• _Quoted passage_:
# Confirmation of timing chain vs timing belt



## WoRkZ (Sep 19, 2015)

Hey there everyone!

I am trying to find a definitive answer about my engine having a timing chain or a timing belt. I've entered the code I think is the engine code in Google and got no good result... and I cannot see much around the engine that would be a hint. So I am hoping one of you TT geniuses can confirm what I suspect: Timing chain.

Here's a photo I took this afternoon of the target area and also that sticker under the hood that I think shows the engine code (does it?).



















As always, thanks in advance for your assistance! And here's to hoping that it's in fact a chain and not a belt...


----------



## leon263 (Feb 12, 2007)

All TFSi models ............. timing belt.
3.2 V6 ............ timing chains.


----------



## Meth3rlence (Jun 5, 2016)

I can't remember but I think that either ONLY the v6 has the chain, or only Quattros have the chain... I've seen something about it over the last week or so of reading but I can't remember 100% =(


----------



## dea (Jan 3, 2015)

Yup, all 2.0 TFSI EA113 derivates have timing belt. If you aren't aware of the cam follower in the HPFP, do a google search and get it changed in the same service, if not earlier.

• _Required work_:
a) In the timing chain thread, which engine is said to have timing chains?
b) Please quote the timing chain thread word for word from "## Meth3rlence (Jun" to "if not earlier.".

• _Dataset rows_:
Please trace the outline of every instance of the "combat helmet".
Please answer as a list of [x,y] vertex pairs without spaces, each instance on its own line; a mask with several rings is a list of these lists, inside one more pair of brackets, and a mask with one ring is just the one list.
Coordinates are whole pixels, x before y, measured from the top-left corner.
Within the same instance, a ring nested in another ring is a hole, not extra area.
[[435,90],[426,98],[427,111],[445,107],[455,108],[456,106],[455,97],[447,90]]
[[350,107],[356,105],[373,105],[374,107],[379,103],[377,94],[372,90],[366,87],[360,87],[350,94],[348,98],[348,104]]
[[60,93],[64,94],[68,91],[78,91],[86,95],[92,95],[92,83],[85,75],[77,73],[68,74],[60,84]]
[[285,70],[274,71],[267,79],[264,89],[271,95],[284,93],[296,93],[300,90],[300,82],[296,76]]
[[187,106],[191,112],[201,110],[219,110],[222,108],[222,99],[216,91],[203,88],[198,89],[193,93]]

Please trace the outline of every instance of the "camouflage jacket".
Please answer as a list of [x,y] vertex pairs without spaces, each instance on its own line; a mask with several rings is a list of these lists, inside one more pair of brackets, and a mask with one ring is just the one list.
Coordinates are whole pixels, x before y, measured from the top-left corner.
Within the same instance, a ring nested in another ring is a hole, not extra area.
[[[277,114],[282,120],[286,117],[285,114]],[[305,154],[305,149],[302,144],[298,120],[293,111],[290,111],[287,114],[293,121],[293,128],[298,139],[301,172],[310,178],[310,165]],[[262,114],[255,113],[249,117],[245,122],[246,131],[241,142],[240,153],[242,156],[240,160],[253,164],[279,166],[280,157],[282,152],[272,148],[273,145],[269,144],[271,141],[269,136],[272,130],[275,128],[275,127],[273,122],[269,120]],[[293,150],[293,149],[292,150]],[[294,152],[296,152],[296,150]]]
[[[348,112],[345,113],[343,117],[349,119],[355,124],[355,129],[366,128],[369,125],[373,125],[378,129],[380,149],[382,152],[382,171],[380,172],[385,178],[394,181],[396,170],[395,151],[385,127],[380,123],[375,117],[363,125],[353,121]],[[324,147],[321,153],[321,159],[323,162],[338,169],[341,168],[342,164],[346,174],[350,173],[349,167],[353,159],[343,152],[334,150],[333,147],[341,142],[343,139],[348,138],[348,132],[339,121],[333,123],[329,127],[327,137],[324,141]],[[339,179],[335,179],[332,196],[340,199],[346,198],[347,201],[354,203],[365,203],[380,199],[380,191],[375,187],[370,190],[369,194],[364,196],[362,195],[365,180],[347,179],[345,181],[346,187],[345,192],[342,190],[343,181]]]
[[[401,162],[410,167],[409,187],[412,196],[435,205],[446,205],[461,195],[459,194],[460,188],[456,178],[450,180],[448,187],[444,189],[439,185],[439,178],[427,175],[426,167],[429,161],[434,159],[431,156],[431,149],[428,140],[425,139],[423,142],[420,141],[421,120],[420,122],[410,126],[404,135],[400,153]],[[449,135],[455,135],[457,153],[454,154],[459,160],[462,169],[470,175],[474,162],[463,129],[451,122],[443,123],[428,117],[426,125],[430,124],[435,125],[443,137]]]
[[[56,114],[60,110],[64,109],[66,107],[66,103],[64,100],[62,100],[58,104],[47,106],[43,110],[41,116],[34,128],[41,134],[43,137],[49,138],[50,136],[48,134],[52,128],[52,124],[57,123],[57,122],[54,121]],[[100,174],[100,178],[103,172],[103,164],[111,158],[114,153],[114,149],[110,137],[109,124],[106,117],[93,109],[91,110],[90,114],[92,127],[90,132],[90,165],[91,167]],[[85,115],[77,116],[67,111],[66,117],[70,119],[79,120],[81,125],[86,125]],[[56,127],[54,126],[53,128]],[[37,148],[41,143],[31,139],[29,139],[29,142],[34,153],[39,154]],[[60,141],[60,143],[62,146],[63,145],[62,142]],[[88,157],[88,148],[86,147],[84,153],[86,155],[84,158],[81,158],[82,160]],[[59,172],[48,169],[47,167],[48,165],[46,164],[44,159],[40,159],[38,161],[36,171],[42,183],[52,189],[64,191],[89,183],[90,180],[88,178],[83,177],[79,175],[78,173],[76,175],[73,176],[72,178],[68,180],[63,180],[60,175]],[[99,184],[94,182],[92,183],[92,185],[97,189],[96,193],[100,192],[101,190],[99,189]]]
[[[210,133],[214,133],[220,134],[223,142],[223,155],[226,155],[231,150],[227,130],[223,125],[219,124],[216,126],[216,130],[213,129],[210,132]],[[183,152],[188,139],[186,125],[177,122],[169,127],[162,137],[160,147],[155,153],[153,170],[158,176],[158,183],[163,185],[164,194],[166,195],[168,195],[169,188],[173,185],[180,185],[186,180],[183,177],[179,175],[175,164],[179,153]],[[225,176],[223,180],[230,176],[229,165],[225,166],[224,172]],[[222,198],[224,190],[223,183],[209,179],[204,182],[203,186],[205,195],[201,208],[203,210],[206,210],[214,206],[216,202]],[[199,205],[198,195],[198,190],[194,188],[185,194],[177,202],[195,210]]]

• _Answers per task_:
a) The 3.2 V6.

b)
## Meth3rlence (Jun 5, 2016)

I can't remember but I think that either ONLY the v6 has the chain, or only Quattros have the chain... I've seen something about it over the last week or so of reading but I can't remember 100% =(


----------



## dea (Jan 3, 2015)

Yup, all 2.0 TFSI EA113 derivates have timing belt. If you aren't aware of the cam follower in the HPFP, do a google search and get it changed in the same service, if not earlier.